» **Work instruction**: Produce a copy of every line in the records that holds the string "glass".

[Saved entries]
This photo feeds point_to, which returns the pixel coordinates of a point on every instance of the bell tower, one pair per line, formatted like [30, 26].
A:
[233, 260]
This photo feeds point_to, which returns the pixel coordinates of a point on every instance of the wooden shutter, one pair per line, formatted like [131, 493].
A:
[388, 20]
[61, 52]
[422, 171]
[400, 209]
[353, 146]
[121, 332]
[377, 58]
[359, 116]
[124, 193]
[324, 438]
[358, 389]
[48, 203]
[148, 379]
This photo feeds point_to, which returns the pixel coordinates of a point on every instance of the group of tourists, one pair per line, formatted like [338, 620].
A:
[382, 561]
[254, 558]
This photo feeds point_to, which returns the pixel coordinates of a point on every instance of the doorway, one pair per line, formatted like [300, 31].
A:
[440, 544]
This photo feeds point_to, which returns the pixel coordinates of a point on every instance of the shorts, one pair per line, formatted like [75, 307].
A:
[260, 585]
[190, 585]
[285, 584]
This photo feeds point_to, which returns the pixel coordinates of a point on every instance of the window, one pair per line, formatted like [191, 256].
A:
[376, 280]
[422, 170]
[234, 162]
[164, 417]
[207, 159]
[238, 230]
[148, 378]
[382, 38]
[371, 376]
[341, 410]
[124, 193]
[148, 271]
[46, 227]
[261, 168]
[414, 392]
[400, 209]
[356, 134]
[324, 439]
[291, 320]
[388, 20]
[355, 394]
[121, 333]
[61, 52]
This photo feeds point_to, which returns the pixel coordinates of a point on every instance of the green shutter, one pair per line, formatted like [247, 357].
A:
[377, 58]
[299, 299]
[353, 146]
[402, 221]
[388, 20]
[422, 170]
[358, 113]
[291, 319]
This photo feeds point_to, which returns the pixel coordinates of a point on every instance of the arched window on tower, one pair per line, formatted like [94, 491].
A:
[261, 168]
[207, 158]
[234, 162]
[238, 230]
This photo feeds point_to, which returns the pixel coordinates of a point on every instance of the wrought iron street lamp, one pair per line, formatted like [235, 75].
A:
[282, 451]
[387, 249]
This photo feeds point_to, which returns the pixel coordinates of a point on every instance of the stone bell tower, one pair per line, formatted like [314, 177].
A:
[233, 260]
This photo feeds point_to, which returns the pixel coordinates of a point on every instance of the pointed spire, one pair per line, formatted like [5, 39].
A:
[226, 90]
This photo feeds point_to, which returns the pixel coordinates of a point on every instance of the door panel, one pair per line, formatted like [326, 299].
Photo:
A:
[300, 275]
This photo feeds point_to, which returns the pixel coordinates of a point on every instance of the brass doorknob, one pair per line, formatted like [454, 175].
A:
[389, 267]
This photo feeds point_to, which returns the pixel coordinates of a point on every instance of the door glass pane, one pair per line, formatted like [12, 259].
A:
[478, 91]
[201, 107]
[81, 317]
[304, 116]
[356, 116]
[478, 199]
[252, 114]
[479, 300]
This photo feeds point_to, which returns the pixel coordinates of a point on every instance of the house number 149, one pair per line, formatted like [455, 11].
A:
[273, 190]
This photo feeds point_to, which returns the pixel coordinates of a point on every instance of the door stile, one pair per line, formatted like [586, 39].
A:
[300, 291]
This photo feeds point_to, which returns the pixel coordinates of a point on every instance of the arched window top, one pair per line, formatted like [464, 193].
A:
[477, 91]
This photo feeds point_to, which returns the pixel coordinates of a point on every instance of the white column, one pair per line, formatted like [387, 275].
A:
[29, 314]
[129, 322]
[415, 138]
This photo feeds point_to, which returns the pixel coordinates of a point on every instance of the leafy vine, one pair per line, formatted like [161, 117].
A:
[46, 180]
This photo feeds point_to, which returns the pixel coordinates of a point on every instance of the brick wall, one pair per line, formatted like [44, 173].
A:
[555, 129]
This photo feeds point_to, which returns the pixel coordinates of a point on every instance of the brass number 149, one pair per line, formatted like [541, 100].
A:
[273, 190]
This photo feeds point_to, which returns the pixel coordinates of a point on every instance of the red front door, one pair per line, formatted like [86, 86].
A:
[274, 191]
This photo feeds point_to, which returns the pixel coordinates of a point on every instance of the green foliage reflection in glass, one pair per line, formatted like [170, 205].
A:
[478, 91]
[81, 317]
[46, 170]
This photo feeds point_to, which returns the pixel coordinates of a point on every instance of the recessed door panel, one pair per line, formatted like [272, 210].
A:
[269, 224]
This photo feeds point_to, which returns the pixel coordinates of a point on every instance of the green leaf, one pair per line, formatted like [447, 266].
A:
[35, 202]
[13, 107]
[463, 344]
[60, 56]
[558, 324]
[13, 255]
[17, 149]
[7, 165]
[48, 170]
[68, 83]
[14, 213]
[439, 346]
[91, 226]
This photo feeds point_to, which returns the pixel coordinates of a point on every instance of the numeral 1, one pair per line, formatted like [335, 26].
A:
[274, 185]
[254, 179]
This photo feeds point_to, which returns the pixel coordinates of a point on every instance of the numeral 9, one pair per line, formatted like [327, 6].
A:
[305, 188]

» **The answer**:
This photo feeds point_to, which returns the pixel coordinates of a point on every instance of the door glass pane, one pair per line, formatted like [12, 259].
This photo feeds point_to, which returns the pixel coordinates of a point on every instance of the green foliage reflection in glass, one pair per line, formatted like [170, 205].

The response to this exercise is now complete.